Photo object pointing records:
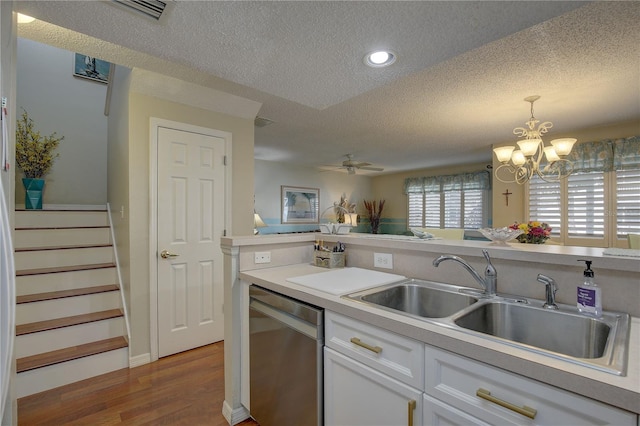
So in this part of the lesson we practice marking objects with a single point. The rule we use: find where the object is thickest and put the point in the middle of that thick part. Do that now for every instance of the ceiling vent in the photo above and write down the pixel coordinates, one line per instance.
(149, 8)
(262, 122)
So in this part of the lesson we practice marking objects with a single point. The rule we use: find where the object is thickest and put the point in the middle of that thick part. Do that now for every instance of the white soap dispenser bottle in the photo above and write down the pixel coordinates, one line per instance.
(589, 294)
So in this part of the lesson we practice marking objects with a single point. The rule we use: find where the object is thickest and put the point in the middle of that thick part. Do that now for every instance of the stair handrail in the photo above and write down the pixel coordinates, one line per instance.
(115, 255)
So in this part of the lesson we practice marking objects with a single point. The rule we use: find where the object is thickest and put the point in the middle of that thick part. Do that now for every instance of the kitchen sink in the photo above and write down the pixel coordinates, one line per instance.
(565, 334)
(424, 299)
(598, 342)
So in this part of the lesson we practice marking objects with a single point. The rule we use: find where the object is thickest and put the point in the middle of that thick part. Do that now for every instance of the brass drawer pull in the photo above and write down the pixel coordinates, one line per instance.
(356, 341)
(524, 410)
(411, 406)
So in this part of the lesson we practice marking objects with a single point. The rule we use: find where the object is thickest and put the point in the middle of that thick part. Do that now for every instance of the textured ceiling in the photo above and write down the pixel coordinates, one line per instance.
(458, 85)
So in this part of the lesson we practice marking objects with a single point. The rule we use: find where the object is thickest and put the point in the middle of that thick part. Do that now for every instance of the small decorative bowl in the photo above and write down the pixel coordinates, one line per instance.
(500, 236)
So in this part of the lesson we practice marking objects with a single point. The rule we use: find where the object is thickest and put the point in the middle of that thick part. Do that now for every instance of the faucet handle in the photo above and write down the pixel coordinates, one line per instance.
(550, 291)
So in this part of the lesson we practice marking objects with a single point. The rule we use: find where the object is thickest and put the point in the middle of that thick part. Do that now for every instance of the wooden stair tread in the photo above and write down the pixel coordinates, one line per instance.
(57, 269)
(38, 326)
(38, 297)
(48, 248)
(68, 354)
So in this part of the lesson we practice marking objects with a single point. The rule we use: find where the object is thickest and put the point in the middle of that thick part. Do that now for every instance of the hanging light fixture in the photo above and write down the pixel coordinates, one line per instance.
(521, 163)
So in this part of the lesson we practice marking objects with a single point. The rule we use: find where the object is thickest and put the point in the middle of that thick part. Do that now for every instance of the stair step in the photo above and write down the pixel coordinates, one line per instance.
(67, 236)
(53, 270)
(60, 218)
(28, 298)
(35, 327)
(68, 354)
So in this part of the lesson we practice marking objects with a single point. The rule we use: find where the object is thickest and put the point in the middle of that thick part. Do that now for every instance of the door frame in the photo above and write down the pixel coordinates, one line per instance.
(155, 125)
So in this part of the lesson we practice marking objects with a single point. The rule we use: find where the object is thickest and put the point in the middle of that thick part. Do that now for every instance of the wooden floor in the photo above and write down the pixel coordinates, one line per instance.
(183, 389)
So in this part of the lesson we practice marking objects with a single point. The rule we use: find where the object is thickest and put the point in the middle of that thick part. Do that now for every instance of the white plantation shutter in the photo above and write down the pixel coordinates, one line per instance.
(586, 205)
(627, 202)
(544, 203)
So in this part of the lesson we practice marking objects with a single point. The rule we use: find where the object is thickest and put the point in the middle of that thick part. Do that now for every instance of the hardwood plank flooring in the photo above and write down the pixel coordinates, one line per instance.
(182, 389)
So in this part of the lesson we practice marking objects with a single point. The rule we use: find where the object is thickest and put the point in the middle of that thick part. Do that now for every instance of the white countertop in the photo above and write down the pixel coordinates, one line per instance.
(619, 391)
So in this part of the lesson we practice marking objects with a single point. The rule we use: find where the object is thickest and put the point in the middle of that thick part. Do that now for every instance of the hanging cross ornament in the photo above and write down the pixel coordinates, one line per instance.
(506, 195)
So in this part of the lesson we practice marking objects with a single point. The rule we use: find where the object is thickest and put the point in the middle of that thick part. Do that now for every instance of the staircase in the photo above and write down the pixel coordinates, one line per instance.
(69, 318)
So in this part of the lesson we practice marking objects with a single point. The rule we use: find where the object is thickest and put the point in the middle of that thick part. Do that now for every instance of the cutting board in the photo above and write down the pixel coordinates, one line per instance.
(345, 280)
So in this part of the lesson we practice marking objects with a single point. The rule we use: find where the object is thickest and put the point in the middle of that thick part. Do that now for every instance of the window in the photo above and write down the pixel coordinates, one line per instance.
(599, 204)
(454, 201)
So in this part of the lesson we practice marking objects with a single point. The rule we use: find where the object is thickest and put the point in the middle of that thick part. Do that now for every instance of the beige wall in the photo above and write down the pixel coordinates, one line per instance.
(504, 215)
(130, 175)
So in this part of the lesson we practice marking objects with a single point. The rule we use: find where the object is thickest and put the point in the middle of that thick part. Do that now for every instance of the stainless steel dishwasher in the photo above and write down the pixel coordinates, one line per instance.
(285, 352)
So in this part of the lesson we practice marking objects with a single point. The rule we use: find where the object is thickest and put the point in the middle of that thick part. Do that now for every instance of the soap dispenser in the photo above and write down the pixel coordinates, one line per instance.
(589, 294)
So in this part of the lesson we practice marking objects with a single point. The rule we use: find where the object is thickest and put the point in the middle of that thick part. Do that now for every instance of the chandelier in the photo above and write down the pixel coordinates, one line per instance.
(520, 165)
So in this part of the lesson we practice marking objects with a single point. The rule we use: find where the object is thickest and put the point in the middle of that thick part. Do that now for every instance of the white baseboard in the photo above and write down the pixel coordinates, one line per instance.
(234, 416)
(68, 207)
(139, 360)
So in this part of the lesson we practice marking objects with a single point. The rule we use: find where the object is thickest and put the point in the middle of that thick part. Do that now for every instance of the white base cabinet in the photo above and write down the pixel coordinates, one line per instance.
(357, 395)
(509, 399)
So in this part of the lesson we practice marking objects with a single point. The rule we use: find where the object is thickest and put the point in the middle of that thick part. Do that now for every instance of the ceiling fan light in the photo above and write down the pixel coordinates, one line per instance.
(550, 153)
(529, 146)
(503, 153)
(517, 158)
(563, 146)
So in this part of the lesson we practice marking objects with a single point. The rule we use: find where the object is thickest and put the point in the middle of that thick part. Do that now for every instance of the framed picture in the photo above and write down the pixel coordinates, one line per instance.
(91, 68)
(300, 205)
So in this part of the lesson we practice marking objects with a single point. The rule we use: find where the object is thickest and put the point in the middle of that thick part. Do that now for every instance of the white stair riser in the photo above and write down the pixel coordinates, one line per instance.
(51, 340)
(57, 219)
(61, 237)
(66, 257)
(66, 307)
(53, 376)
(44, 283)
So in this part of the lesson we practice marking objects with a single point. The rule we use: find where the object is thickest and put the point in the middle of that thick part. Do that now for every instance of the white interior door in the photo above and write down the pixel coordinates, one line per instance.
(190, 223)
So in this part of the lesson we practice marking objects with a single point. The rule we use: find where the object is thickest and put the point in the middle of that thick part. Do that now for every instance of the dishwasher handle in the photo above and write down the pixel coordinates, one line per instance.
(312, 330)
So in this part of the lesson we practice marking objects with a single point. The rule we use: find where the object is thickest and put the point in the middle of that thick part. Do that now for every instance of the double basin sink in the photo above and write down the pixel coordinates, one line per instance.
(566, 334)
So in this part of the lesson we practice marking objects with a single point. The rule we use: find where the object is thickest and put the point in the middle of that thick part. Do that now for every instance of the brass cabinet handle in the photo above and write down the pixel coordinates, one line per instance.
(166, 255)
(411, 406)
(356, 341)
(524, 410)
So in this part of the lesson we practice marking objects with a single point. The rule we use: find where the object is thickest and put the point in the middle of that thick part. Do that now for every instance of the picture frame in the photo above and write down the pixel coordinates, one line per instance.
(299, 204)
(91, 68)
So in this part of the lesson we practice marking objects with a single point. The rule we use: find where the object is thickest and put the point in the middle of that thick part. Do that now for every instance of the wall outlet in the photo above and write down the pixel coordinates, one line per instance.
(383, 260)
(262, 257)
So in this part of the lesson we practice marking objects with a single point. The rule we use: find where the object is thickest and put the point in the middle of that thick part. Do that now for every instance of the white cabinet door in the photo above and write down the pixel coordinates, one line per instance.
(355, 394)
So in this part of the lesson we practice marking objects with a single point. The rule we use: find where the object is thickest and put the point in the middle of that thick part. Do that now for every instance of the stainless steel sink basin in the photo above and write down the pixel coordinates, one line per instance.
(424, 299)
(599, 342)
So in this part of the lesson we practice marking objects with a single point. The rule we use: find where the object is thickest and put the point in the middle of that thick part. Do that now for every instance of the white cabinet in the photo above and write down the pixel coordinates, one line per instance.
(495, 396)
(371, 376)
(357, 395)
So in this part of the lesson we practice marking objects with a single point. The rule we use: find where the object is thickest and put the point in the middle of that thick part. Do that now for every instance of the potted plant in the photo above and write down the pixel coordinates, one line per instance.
(34, 156)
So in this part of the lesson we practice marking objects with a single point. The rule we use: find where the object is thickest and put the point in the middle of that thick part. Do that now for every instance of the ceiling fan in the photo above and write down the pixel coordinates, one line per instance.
(351, 166)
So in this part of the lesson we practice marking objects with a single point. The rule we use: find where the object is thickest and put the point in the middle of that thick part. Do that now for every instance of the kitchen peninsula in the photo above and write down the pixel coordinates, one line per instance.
(517, 266)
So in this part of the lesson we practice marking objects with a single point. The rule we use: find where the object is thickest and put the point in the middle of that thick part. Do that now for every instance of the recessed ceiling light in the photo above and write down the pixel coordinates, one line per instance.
(25, 19)
(380, 58)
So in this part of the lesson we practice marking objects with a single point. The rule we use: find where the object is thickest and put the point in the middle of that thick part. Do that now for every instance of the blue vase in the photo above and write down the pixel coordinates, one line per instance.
(33, 197)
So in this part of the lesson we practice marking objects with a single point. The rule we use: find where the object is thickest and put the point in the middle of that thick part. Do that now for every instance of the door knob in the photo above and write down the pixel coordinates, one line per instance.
(167, 255)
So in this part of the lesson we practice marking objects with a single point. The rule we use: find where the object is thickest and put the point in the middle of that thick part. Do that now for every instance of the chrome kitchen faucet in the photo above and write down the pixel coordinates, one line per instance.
(490, 280)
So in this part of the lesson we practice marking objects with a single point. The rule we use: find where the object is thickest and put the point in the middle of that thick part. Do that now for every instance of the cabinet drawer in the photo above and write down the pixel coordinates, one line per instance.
(397, 356)
(455, 380)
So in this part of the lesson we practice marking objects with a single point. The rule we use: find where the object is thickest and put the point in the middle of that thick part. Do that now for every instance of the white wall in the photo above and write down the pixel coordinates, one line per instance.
(72, 107)
(270, 176)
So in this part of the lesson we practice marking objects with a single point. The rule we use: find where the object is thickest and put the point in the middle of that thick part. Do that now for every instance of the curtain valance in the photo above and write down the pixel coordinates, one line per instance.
(460, 182)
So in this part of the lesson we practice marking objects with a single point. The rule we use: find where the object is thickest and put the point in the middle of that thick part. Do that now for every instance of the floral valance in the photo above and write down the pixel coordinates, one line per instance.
(606, 155)
(460, 182)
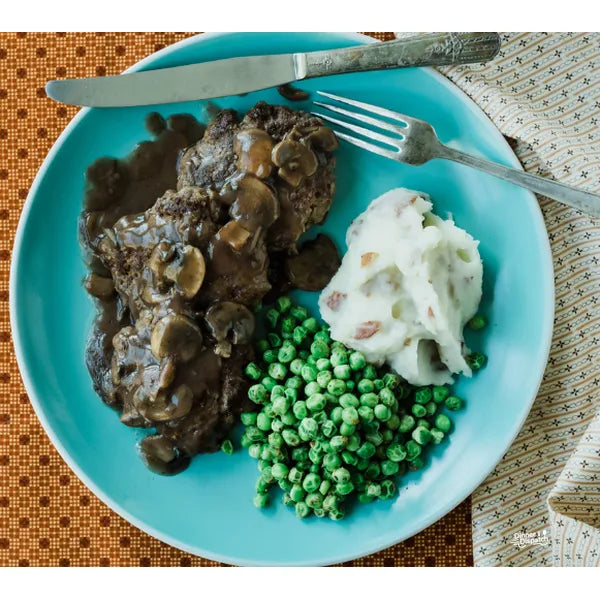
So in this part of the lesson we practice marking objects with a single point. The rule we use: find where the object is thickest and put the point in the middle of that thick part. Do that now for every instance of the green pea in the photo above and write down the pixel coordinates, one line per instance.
(407, 423)
(248, 418)
(337, 387)
(288, 419)
(382, 412)
(254, 450)
(366, 414)
(476, 360)
(389, 468)
(262, 346)
(270, 356)
(286, 354)
(309, 373)
(393, 422)
(365, 386)
(269, 383)
(431, 408)
(421, 435)
(370, 372)
(337, 415)
(366, 450)
(257, 393)
(372, 471)
(319, 349)
(346, 429)
(345, 488)
(419, 410)
(280, 471)
(254, 433)
(324, 377)
(440, 393)
(386, 396)
(477, 322)
(369, 399)
(437, 436)
(413, 449)
(332, 461)
(277, 371)
(290, 437)
(453, 403)
(357, 361)
(353, 443)
(323, 364)
(391, 381)
(350, 415)
(308, 428)
(342, 372)
(388, 489)
(297, 493)
(395, 452)
(387, 435)
(274, 340)
(323, 336)
(311, 325)
(423, 395)
(298, 312)
(443, 423)
(253, 372)
(338, 442)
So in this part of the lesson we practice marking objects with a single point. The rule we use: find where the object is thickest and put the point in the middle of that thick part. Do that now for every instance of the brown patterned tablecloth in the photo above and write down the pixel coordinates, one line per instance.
(47, 516)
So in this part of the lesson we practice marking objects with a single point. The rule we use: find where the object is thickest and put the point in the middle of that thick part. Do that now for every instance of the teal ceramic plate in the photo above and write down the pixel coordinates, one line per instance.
(208, 510)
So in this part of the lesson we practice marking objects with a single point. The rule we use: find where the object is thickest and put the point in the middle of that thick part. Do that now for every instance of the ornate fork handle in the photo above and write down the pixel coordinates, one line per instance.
(580, 199)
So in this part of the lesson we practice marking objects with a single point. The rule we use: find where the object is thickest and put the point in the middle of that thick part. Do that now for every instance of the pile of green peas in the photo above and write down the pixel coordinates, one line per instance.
(328, 425)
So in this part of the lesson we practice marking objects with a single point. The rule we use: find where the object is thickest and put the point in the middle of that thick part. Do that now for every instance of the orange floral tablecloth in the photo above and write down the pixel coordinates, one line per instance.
(47, 516)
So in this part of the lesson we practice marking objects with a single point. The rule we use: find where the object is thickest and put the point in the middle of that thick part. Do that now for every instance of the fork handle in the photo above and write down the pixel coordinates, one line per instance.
(585, 201)
(434, 49)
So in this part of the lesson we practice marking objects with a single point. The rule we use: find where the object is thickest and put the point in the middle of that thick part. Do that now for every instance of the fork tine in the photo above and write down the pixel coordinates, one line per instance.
(368, 133)
(366, 146)
(364, 118)
(384, 112)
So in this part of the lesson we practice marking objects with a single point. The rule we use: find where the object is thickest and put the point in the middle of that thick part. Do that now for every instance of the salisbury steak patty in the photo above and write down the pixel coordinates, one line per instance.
(290, 151)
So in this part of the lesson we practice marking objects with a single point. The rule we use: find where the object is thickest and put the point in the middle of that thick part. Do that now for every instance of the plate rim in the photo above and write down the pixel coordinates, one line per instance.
(28, 380)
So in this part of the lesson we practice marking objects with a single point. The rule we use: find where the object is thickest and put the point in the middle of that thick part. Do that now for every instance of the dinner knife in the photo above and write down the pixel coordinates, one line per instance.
(233, 76)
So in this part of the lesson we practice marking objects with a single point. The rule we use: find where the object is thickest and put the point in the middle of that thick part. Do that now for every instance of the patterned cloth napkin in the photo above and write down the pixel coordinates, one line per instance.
(541, 504)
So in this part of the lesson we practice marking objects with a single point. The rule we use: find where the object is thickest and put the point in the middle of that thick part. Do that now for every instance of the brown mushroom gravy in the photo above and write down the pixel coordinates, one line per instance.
(183, 239)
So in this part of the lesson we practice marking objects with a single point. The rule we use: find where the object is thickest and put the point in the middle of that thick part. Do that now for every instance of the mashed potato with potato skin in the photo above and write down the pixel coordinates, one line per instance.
(406, 287)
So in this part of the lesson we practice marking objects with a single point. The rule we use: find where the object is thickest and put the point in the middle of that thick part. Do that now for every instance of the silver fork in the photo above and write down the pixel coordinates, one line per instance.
(415, 142)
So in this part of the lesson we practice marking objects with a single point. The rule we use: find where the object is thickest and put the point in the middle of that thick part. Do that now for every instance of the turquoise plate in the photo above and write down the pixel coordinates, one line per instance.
(208, 510)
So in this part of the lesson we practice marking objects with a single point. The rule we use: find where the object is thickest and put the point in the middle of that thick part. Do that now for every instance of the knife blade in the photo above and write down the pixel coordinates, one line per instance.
(231, 76)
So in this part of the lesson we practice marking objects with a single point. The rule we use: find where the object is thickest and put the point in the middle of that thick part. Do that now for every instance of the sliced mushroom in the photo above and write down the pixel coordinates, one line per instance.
(323, 138)
(187, 271)
(255, 204)
(160, 257)
(295, 161)
(162, 456)
(315, 265)
(166, 407)
(229, 323)
(234, 234)
(253, 148)
(176, 335)
(100, 287)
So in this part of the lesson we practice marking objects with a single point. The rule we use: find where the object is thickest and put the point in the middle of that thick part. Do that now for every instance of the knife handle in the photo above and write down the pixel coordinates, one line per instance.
(433, 49)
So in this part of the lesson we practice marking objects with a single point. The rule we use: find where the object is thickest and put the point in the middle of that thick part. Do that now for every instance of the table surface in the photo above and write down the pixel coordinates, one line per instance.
(47, 516)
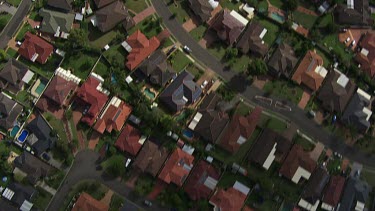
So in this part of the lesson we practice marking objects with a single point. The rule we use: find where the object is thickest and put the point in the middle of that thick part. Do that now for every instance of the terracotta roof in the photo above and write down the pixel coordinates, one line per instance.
(240, 127)
(177, 167)
(114, 116)
(228, 200)
(33, 45)
(202, 181)
(367, 61)
(128, 140)
(85, 202)
(89, 94)
(333, 191)
(305, 72)
(59, 89)
(141, 48)
(297, 157)
(151, 158)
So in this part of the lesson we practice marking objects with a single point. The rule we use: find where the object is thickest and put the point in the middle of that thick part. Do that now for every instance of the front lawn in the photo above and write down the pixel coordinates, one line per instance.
(284, 90)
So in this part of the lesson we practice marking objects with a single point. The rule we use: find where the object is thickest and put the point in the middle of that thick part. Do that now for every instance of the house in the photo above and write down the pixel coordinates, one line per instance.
(332, 193)
(9, 111)
(269, 147)
(355, 13)
(240, 130)
(228, 25)
(355, 195)
(14, 76)
(35, 48)
(93, 97)
(57, 23)
(282, 61)
(20, 196)
(202, 181)
(310, 198)
(182, 92)
(297, 165)
(232, 199)
(61, 5)
(34, 168)
(204, 9)
(156, 69)
(210, 121)
(358, 111)
(310, 71)
(151, 158)
(139, 48)
(113, 117)
(62, 86)
(130, 140)
(111, 15)
(366, 56)
(85, 202)
(336, 91)
(252, 40)
(177, 168)
(40, 136)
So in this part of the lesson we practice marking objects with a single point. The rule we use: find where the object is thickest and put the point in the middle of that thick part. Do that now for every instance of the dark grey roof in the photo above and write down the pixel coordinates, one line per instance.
(315, 186)
(9, 111)
(42, 131)
(182, 91)
(355, 191)
(282, 61)
(213, 121)
(157, 69)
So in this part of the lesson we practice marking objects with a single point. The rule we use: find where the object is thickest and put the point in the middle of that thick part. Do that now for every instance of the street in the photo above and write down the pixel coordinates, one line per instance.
(242, 86)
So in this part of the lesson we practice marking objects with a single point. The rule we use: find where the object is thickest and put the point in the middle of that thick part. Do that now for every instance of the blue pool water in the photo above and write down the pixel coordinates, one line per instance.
(14, 131)
(188, 134)
(23, 136)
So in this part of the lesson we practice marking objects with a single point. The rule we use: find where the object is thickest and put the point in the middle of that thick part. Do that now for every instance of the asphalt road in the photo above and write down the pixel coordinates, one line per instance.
(240, 85)
(14, 23)
(84, 168)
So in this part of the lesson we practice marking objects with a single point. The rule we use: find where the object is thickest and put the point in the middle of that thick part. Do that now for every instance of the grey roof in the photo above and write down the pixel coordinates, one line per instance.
(157, 69)
(32, 166)
(355, 191)
(9, 111)
(354, 114)
(53, 19)
(183, 87)
(42, 131)
(11, 75)
(282, 61)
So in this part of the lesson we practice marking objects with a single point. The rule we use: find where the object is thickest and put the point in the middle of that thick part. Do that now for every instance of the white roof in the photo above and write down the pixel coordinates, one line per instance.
(239, 17)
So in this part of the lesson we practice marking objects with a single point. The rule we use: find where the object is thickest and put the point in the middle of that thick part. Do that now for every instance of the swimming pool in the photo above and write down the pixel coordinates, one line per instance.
(188, 134)
(22, 137)
(14, 131)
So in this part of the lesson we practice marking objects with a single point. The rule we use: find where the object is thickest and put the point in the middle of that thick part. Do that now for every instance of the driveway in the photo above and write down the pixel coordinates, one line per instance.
(84, 168)
(243, 87)
(10, 29)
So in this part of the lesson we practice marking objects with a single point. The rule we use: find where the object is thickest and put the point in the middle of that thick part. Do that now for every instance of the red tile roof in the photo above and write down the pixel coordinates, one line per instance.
(177, 167)
(305, 72)
(240, 126)
(94, 98)
(114, 117)
(228, 200)
(87, 203)
(367, 62)
(297, 157)
(128, 140)
(333, 191)
(35, 45)
(195, 185)
(141, 48)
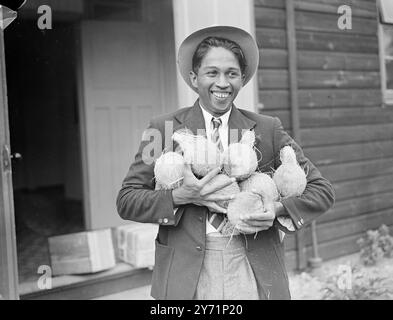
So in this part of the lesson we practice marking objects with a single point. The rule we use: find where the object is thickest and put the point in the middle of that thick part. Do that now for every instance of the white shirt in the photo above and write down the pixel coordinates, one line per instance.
(223, 131)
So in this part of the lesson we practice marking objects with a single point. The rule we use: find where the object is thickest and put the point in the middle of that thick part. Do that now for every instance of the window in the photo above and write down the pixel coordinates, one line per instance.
(386, 48)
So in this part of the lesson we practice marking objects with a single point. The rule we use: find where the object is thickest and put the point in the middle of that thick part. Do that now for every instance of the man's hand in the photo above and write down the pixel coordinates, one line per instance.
(197, 192)
(262, 220)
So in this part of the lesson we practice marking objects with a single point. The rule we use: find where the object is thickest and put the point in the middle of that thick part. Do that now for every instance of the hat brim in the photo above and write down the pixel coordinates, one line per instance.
(240, 36)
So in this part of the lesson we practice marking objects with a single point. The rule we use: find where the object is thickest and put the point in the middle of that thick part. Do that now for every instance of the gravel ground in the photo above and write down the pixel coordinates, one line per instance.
(309, 285)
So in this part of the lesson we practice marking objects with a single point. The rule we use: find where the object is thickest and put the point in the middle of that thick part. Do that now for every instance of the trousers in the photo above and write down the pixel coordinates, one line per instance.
(226, 272)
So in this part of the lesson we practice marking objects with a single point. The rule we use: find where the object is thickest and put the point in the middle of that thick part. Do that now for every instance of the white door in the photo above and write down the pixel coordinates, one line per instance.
(120, 92)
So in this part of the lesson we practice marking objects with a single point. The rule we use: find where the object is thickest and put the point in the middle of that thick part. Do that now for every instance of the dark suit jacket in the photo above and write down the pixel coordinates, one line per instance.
(181, 238)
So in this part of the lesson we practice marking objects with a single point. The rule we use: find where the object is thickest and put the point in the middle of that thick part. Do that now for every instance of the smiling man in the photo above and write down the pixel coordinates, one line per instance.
(196, 256)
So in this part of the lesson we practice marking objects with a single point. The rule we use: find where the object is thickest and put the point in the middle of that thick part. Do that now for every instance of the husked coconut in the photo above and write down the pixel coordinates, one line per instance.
(262, 184)
(202, 154)
(231, 189)
(168, 170)
(243, 204)
(289, 177)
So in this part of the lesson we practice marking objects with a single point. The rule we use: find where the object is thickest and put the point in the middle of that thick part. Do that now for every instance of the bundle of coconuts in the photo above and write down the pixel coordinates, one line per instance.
(254, 191)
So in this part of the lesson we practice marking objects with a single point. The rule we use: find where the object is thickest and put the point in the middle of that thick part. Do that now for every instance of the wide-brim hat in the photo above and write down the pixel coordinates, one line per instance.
(240, 36)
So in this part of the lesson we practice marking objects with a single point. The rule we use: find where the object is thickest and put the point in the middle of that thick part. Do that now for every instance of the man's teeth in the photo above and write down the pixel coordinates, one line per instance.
(221, 95)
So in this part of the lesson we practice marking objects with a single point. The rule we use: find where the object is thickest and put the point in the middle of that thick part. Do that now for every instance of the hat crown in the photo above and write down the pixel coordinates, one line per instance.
(241, 37)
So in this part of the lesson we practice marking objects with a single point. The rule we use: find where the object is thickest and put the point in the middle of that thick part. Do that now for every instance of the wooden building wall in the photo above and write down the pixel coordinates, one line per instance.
(344, 127)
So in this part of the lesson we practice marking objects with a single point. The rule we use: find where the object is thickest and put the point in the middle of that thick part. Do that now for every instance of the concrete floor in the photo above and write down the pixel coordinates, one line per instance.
(142, 293)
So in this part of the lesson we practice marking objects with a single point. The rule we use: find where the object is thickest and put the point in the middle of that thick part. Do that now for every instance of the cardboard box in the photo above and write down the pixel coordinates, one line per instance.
(135, 244)
(82, 252)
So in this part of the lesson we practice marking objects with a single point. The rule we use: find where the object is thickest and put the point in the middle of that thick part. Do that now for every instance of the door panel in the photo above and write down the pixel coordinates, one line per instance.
(8, 261)
(121, 93)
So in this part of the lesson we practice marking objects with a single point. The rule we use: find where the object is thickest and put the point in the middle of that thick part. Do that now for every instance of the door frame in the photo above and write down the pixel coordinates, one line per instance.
(8, 254)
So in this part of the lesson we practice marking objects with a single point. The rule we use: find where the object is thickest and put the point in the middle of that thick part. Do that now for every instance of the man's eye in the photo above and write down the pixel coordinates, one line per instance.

Instruction | Identify every line in the records above that contains the word "riser", and copy each of those lines in full.

Expected answer |
So in this part of the lesson we practice marking objects with a single point. The rule we use: find where the object is thickest and put the point in the middle of that thick part. Do that now for every instance of the white stair riser in the photo above and write down the pixel coordinates, one line per instance.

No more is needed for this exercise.